■ Aim ■
Pull out every line of the items below that contains the string "with" and copy each such line in full. Matching is case-sensitive.

[START Data provided]

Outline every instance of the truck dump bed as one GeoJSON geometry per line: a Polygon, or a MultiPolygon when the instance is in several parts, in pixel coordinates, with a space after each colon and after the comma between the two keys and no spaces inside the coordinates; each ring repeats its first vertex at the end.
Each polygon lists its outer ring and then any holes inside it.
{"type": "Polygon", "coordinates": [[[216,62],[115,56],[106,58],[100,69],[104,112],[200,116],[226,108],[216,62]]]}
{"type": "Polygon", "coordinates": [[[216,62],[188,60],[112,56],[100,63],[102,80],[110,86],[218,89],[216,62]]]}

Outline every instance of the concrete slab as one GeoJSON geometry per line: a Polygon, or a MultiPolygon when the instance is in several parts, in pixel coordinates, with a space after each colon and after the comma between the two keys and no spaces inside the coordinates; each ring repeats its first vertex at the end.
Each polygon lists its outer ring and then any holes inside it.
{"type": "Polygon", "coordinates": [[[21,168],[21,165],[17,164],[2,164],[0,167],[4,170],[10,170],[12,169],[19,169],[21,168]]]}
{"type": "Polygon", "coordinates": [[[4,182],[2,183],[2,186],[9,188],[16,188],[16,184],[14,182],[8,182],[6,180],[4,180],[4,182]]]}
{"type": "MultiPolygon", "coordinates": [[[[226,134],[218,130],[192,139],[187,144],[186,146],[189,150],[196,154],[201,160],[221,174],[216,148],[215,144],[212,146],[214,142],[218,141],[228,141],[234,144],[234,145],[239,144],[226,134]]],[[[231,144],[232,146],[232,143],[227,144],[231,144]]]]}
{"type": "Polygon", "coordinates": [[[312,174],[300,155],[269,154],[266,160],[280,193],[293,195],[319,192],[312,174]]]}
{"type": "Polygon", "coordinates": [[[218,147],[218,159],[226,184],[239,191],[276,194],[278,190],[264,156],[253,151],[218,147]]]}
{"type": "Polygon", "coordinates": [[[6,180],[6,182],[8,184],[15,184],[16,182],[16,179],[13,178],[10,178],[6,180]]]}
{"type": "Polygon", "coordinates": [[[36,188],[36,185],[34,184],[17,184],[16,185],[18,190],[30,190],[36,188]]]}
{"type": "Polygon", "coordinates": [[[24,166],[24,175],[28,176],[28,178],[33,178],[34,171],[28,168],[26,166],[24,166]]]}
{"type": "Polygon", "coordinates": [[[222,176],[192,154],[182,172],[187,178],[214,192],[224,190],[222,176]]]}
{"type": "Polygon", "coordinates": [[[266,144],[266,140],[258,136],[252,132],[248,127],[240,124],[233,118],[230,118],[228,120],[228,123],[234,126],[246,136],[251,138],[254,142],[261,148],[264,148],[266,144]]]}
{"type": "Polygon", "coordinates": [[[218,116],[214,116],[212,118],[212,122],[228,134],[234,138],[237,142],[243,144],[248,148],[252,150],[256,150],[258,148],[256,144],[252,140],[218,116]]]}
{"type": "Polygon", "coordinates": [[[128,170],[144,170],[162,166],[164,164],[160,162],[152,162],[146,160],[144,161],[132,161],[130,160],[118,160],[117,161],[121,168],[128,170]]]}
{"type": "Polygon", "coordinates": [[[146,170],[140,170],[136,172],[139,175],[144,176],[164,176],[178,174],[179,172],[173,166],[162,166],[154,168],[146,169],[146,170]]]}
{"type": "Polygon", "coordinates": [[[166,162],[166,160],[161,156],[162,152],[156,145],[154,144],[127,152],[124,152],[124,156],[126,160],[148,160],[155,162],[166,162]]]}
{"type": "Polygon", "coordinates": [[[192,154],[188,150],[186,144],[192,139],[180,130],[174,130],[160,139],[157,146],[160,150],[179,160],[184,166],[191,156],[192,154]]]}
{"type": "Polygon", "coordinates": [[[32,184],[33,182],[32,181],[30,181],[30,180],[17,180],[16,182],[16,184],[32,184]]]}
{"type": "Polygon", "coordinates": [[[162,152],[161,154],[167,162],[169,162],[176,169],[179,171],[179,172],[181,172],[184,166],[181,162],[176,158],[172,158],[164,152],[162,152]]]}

[END Data provided]

■ Exercise result ■
Outline every instance of the truck dump bed as one GeoJSON geometry per line: a Polygon, or a MultiPolygon when the instance is in several parts, in pixel coordinates, with a space after each colon and after the comma between the two keys and no spaces inside the coordinates; each ring repeats its first vertex at the end.
Outline every instance of the concrete slab as one GeoJSON geometry per line: a Polygon, or a MultiPolygon when the instance is in several parts, in pixel coordinates, with a space after each colon and after the comma between the two keys and no spaces inside the coordinates; each ring repeats its first vertex at the end.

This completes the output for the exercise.